■ REQUIREMENTS ■
Rewrite every one of the following entries, swapping "Place one marker per instance" for "Mark each instance once" and leaving everything else untouched.

** begin MATERIAL PROVIDED **

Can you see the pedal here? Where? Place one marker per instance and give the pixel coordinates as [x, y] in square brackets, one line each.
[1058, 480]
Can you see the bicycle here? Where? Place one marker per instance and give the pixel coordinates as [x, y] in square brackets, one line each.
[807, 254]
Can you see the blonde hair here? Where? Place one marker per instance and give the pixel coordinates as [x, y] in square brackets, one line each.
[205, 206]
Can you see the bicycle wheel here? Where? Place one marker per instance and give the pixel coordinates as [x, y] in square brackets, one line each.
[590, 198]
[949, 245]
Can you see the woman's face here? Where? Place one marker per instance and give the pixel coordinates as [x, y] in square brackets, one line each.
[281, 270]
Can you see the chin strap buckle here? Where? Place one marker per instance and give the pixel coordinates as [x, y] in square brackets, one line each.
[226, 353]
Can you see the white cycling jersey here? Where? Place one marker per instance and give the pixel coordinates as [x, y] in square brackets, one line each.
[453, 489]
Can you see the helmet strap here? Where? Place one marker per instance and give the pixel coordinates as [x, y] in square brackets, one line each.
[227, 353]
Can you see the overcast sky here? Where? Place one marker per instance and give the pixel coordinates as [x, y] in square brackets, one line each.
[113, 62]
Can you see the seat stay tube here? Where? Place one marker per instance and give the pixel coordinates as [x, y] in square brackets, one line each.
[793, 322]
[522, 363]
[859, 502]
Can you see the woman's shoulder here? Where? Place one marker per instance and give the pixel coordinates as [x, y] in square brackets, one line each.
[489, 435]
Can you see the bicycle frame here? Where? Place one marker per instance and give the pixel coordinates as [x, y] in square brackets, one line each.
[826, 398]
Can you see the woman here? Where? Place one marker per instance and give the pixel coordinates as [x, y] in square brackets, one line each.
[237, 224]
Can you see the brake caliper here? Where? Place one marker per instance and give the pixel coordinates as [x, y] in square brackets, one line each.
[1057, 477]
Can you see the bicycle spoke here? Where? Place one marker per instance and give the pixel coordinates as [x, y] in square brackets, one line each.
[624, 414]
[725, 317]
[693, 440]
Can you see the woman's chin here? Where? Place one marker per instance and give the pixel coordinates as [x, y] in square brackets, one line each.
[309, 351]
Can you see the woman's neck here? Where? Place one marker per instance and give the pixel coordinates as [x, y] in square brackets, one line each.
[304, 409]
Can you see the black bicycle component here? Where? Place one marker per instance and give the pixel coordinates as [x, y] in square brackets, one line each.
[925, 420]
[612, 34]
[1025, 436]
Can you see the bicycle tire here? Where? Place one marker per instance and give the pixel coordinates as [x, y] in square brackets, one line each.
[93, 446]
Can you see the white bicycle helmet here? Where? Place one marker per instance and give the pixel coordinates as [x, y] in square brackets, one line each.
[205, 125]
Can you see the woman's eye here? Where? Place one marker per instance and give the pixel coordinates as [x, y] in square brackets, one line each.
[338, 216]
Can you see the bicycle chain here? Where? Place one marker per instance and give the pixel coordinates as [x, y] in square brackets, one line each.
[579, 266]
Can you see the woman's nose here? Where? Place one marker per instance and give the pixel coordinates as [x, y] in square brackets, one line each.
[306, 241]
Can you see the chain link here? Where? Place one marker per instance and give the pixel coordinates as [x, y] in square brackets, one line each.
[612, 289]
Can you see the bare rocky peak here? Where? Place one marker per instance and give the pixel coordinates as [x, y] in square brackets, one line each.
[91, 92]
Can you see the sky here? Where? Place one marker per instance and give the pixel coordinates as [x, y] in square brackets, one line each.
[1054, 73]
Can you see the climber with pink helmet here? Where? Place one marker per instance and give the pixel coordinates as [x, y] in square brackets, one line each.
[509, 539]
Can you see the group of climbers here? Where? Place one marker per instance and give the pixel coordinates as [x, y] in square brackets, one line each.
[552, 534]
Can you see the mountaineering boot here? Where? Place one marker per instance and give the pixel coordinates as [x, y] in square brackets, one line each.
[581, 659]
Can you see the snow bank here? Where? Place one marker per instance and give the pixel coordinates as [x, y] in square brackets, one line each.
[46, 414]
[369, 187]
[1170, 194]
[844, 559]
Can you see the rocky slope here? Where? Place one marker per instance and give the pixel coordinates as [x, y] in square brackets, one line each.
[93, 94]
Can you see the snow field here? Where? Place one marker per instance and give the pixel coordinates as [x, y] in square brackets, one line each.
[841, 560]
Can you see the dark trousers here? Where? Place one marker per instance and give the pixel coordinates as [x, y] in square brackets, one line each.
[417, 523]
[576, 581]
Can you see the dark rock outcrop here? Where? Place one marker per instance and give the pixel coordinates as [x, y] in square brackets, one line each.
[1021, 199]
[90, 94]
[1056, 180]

** end MATERIAL PROVIDED **

■ EXPECTED OUTPUT ■
Can you see the pedal here? Where? Mark each instance once and give the pixel coordinates as [x, y] in square brackets, one line each.
[1058, 480]
Can you see the bicycle here? Where? Mark each instance once and give the pixel coordinates as [x, y] in square brackets, one line each.
[807, 254]
Can you see the blonde hair here? Where? Mark each instance once and give the pixel coordinates as [x, y] in square brackets, one line each.
[205, 206]
Can you see the bicycle wheel here? Where? Mark each instance once and give the pixel coordinates as [x, y] in square brackets, one line each.
[590, 198]
[949, 245]
Can you see the woman's face here? Where? Mark each instance once and give the pixel coordinates as [x, y] in square brackets, one line each.
[281, 270]
Can you see the chin strap buckle here? Where? Mark each instance once and give the pixel coordinates as [x, y] in square brackets, one line each.
[226, 353]
Can you see the white cycling jersey here? Where? Mark each instance once and give the pixel coordinates as [x, y] in square brackets, one line each.
[453, 489]
Can you see the helmet strap here? Where? Mark each instance once and give the pixel coordinates as [x, y] in square brackets, one line each.
[227, 353]
Can you see the overcast sky here? Where? Mark each instance once and give the pixel coordinates as [x, y] in square brackets, one line each.
[113, 62]
Can you see the seat stay tube here? Where? Mark each instance once and give the pixel coordinates as [x, y] in square brackets, one line each.
[793, 322]
[522, 363]
[859, 502]
Can you see the woman's shoulder here? Where? Mark each instance once and give the pixel coordinates as [x, y] in square brackets, one line each.
[489, 435]
Can you see the bicycle frame here? Where? Mark each instance once and give the pixel coordinates as [x, y] in square brackets, one line each.
[826, 398]
Can you see the woman here? Where? Mark each instance once and give the pixel coordinates as [x, y] in square brackets, one line each.
[237, 224]
Can you see the brake caliper here? Where? Mark each instance once and give the pixel coordinates as [x, y] in square brackets, one line each.
[1057, 477]
Can you see the bicycle spoke here? Where? Mark each instance once and give the pixel coordinates as [x, y] in square brackets, one line each.
[624, 414]
[725, 317]
[693, 440]
Can you see the woman's chin here? Where? Mark each instance once and give the pixel coordinates as [x, y] in square brackets, one line each.
[309, 351]
Can you see the woman's neck here? Where? Mark each instance once and give the pixel coordinates as [x, y] in square brackets, one line each.
[304, 409]
Can you see the black bicycle component here? Where? Mark each instance once and give the pixel coordinates as [x, y] in square brackets, one line each.
[925, 420]
[612, 34]
[1025, 436]
Can you see the bicycle tire here? Where? Mark each instance once and give the pixel coordinates as [x, y] in square brackets, one line each.
[93, 446]
Can you see the white bicycle helmet here? Where? Mark each instance once and give the pixel coordinates as [x, y] in square brackets, one line each.
[205, 125]
Can you see the woman's eye here? Where? Mark each instance once and give the pixel coordinates as [x, y] in square brackets, one line each.
[338, 216]
Can you see the bicycle chain here? Where? Mark each instance once and give the pixel coordinates as [x, y] in square brackets, one line each.
[579, 266]
Can you see the woman's nose here? Where? Mark each instance once and give the pixel coordinates as [x, y] in square brackets, one line each.
[306, 241]
Can you see the chain link here? Where? Mark each instance once and give the pixel coordinates as [x, y] in square brackets, one line each.
[612, 289]
Can you see the bare rocky peak here? Where? Mark each instance once and give the pixel coordinates as [x, y] in square brackets, one line each.
[91, 92]
Can you see the sky here? Where? Mark each instance once and give the pixel coordinates as [x, y] in square brackets, one line each.
[1054, 73]
Can you see the climber with pink helmet here? Where? Mark each instance once and give the pixel coordinates as [x, y] in square brackets, one line each.
[509, 539]
Can you see the group of climbers here? Where? Mark each instance once and give the pixel coordinates as [x, y] in square brackets, one line each.
[552, 534]
Can you see the mountaineering boot here? Where? Mark each instance once and give the pixel coordinates as [x, y] in square brackets, one line each.
[581, 659]
Can you see the snow bank here? Where? Mark each instance once and give the pixel coordinates as [x, y] in square brackets, one line each.
[46, 414]
[369, 187]
[1170, 194]
[844, 559]
Can you see the rocky slope here? Where? Mark each instance once and give the pixel coordinates as [x, y] in square brackets, one line each.
[93, 94]
Can you see the snow field here? Where? Mark each instance once and give the pixel coordinates as [x, y] in square brackets, one line each.
[841, 560]
Can you see the dark trousers here? Where? Mark each instance once and give the pixel coordinates as [x, y] in square brackets, one line each.
[417, 523]
[576, 581]
Can you see the dark rock outcrop here? Where? Mark each instance once and give the pixel coordinates as [x, y] in square brackets, one line each.
[1021, 199]
[90, 94]
[1056, 180]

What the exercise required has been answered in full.